§ EXERCISE OBJECTIVE: Would you reproduce the entries exactly, including every line?

§ SUPPLIED ENTRIES:

◆ ◆ ◆ ◆

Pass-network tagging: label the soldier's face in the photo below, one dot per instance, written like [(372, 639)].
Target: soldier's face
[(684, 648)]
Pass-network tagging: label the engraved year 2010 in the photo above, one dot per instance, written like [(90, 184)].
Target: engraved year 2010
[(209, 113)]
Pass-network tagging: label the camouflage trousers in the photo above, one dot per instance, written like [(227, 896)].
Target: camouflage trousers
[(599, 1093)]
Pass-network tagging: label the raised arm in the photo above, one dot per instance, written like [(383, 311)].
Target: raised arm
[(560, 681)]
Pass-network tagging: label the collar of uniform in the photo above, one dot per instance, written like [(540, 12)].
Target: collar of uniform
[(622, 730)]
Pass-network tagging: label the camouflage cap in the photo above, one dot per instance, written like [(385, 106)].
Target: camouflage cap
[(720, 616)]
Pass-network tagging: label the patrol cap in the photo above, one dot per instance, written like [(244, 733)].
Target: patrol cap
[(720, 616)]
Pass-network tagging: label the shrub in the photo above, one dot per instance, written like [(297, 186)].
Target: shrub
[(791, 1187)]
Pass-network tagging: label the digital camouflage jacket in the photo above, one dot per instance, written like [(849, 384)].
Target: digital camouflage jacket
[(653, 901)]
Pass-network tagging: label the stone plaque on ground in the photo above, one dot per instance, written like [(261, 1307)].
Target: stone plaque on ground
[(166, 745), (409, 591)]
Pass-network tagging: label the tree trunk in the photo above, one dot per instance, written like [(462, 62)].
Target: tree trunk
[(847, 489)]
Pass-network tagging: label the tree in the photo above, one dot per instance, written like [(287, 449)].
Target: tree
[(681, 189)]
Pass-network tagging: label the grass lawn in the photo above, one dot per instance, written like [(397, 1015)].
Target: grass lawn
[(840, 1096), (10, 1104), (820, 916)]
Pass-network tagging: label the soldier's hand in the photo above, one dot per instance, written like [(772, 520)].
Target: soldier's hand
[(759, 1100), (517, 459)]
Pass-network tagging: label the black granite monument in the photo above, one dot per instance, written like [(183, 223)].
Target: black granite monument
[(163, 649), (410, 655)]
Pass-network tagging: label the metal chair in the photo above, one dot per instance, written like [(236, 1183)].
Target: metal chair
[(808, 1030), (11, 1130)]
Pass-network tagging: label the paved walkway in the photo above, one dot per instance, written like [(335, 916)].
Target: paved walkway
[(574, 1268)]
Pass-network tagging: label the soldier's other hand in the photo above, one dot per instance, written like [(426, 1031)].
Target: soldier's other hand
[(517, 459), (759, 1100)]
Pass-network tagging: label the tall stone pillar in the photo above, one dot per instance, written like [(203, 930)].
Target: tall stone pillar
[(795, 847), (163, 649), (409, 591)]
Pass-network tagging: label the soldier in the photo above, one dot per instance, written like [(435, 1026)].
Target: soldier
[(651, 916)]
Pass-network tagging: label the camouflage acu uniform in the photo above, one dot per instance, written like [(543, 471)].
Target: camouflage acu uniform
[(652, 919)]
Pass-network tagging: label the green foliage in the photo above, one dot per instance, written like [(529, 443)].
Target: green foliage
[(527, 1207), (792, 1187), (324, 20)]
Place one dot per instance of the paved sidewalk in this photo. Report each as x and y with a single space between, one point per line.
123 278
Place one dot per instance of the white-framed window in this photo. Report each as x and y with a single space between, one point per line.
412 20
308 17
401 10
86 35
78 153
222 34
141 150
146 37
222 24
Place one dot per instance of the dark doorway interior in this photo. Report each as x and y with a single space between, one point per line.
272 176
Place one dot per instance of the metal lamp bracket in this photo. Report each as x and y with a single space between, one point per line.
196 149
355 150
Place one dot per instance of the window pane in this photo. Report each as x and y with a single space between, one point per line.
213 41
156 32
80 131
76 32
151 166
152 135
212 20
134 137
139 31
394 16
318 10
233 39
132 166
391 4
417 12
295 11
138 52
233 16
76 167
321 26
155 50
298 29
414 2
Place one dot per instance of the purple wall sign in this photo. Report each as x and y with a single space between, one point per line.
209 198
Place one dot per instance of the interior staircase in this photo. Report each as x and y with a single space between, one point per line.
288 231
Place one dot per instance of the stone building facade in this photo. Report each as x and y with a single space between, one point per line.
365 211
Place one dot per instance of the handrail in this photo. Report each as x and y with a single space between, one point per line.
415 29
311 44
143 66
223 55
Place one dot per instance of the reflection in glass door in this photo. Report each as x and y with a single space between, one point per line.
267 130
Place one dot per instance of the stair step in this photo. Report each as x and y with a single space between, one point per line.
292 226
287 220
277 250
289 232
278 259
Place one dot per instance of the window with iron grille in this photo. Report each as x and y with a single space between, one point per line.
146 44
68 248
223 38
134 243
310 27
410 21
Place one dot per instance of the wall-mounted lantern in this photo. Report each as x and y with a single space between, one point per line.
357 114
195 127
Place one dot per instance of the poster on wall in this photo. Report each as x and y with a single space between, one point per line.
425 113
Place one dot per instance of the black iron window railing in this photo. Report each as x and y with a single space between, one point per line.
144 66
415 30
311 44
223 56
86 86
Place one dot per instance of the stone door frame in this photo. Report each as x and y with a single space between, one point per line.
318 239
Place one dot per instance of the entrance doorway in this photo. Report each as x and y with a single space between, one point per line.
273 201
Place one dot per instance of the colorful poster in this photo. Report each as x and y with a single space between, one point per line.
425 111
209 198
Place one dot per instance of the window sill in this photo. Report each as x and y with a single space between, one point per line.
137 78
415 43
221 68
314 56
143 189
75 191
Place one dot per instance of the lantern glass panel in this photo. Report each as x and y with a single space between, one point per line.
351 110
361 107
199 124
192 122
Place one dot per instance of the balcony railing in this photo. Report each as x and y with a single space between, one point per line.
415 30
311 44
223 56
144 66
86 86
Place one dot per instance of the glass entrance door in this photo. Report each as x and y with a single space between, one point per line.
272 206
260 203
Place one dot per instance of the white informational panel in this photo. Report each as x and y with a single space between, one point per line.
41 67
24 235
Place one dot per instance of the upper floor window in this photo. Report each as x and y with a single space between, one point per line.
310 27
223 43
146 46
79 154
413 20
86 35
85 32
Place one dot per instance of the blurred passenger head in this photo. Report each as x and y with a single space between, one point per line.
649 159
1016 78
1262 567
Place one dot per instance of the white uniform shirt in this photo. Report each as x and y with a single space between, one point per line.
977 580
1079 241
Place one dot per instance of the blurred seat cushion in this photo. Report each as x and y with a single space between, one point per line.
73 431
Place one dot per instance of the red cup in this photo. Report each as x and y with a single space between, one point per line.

◆ ◆ ◆ ◆

§ EXPECTED OUTPUT:
Pass-network tagging: label the soldier's face in the photo below, one dot per instance, written like [(372, 639)].
Target: soldier's face
[(684, 648)]
Pass-network tagging: label the engraved year 2010 in the photo above, one dot per instance, written like [(90, 184)].
Target: engraved year 2010
[(209, 113)]
Pass-network tagging: label the camouflage trousers in the photo above, one dot per instance, written like [(227, 896)].
Target: camouflage trousers
[(599, 1093)]
Pass-network tagging: label the raised arm in the photo above, one dot per instance, written like [(383, 311)].
Target: raised arm
[(560, 681)]
Pass-network tagging: label the collar of uniform in the photo above, one dot per instance, written like [(540, 12)].
Target: collar of uniform
[(622, 730)]
Pass-network tagging: label the camouflage cap in the photo above, one dot per instance, written like [(385, 106)].
Target: camouflage cap
[(720, 616)]
Pass-network tagging: label the patrol cap in the photo above, one dot per instance, written like [(244, 733)].
Target: patrol cap
[(720, 616)]
Pass-network tagging: label the shrub in the photo above, one dot per instance, written like [(297, 186)].
Target: shrub
[(791, 1187)]
Pass-network tagging: label the digital camouflage jacket in the photo above, one dot per instance, written like [(849, 384)].
Target: digital camouflage jacket
[(653, 901)]
Pass-network tagging: label the stone plaque on ground in the photo above, one dot per instance, written like [(261, 1307)].
Target: stone plaque on ground
[(166, 745), (409, 591)]
Pass-network tagging: label the tree trunk in the photo above, one dot per instance, written like [(462, 62)].
Target: tree trunk
[(847, 489)]
Pass-network tagging: label the tree in the photo above, one dot per instance, written like [(287, 449)].
Target: tree
[(681, 189)]
Pass-network tagging: label the grass lawn in the photo above, one dot per instance, written like [(397, 1015)].
Target: grass lawn
[(840, 1096), (10, 1104), (820, 916)]
Pass-network tagging: label the soldier's hand in the photo above, one dot per instance, written like [(772, 520)].
Target: soldier's hand
[(759, 1100), (517, 459)]
Pass-network tagging: label the black granite monument in the photo above, one dot per instance, written like [(183, 223)].
Target: black granite monument
[(163, 649), (410, 655)]
Pass-network tagging: label the metal chair in the photo above, one dot per instance, written like [(236, 1183)].
Target: metal chair
[(808, 1030), (11, 1130)]
Pass-network tagging: label the paved walkway in the photo above, one dot per instance, written like [(335, 916)].
Target: paved walkway
[(574, 1268)]
Pass-network tagging: label the soldier's other hand in the photo above, one dot per instance, written like [(426, 1031)].
Target: soldier's other hand
[(517, 459), (759, 1100)]
Pass-network tagging: label the tall stone pillar in the photo above, one dot per instance, written like [(203, 930)].
Target: tall stone pillar
[(795, 847), (163, 649), (409, 591)]
Pass-network tagging: label the soldier in the photo above, one dot per instance, written like [(435, 1026)].
Target: soldier
[(651, 916)]
Pass-network tagging: label the camouflage acu uniform in the photo above, one dot per instance, written like [(543, 471)].
Target: camouflage acu uniform
[(652, 919)]
Pass-network tagging: label the green foliage in the photo above, one dot per instance, written like [(529, 443)].
Target: green foliage
[(527, 1207), (792, 1187), (324, 20)]
Place one dot per instance of the paved sidewalk in this photo. Report each as x and y with a single space between, one point per line.
123 278
Place one dot per instance of the white-framed window in this photo. Report each as x and y with a single space between, one point per line.
412 20
308 17
401 10
86 35
78 153
222 34
141 150
146 37
222 24
Place one dot per instance of the dark doorway interior in this photo. Report each as x and y with a single space between, one point per line.
272 176
Place one dot per instance of the metal lamp bracket in this photo. Report each as x and y with a single space between, one point per line.
196 149
355 150
Place one dot per instance of the window pane in this photo. Report each as x and y with a single space between, one point per line.
213 41
156 32
80 131
76 32
151 166
152 135
212 20
134 137
139 31
394 16
318 10
233 39
132 166
391 4
417 12
295 11
138 52
233 16
76 167
321 26
155 50
298 29
414 2
Place one dot per instance of the purple wall sign in this photo. Report each as x and y with a single space between, one point per line.
209 198
Place one dot per instance of the interior staircase in this photo. Report each as x and y with a single space between, one point per line.
288 231
Place one dot per instance of the stone building facade in this photo. Report each as x and y with a single space between, one point per line.
365 211
Place one dot per instance of the handrail in this photo. Report each as x and y with a single space between, one point per line.
415 29
311 44
143 66
223 55
Place one dot per instance of the reflection in glass door in this photo. Report each as x and y with a single space between, one point per line.
267 130
Place one dot per instance of the stair step in this photo. Report each as x and y with a single space between, one point per line.
292 226
287 220
277 250
289 232
278 259
Place one dot per instance of the window with iron grille in this photo. Report each as x and y with a single space between, one point per line.
146 44
68 248
223 38
134 243
310 27
410 21
Place one dot per instance of the wall-mounted lantern in this photo. Report each as x and y with a single space between, one point per line.
357 114
195 127
Place one dot per instance of the poster on wall in this photo. Report each as x and y with a single space between, one point per line.
425 113
Place one dot per instance of the black iron window railing in this photo. Report each as x and y with a single space between, one point per line.
144 66
415 30
311 44
223 56
86 86
Place one dot per instance of the stone door frame in this photo. Report each as x and y with a single space between, one point per line.
318 239
Place one dot per instance of the entrance doorway in this photo. Report each as x and y with a single space between, one point per line.
273 201
Place one dot per instance of the colorful poster in this photo. Report each as x and y with a single space between, one point per line.
425 111
209 198
Place one dot per instance of the window sill in this photo. Report each as x and y with a single space between, one point per line.
137 78
415 43
221 68
314 56
143 189
75 191
Place one dot per instance of the lantern glass panel in this photo. Report each as x and y with a single space between, one point per line.
351 110
361 107
199 124
192 122
Place one dot per instance of the balcony railing in this photo. Report each as x and y with a single space between, one point per line.
415 30
311 44
223 56
144 66
86 86
Place one dot per instance of the glass entrance door in this photo. Report each as x and y with a single space between, one point per line.
272 206
260 203
Place one dot per instance of the white informational panel in this photo. Report each as x and y with a single space between, one point per line.
41 67
24 235
Place one dot per instance of the upper floor window in this photo. Report each as x and y with a single space between, one point per line.
310 27
223 43
146 46
79 154
413 20
86 35
85 32
Place one dot per instance of the blurred passenger head in this photo. Report each as x and y with a single space between, one point per line.
649 159
1016 78
1262 567
Place one dot per instance of the white uniform shirt in this photo. Report each as x and y with a single space between, one point per line.
977 580
1079 241
Place one dot per instance of the blurred seat cushion in this photo. Report each as x and y with a single space between, one point per line.
73 431
Place one dot per instance of the red cup in this photo. Report each as x and y with a single space between, one point per line.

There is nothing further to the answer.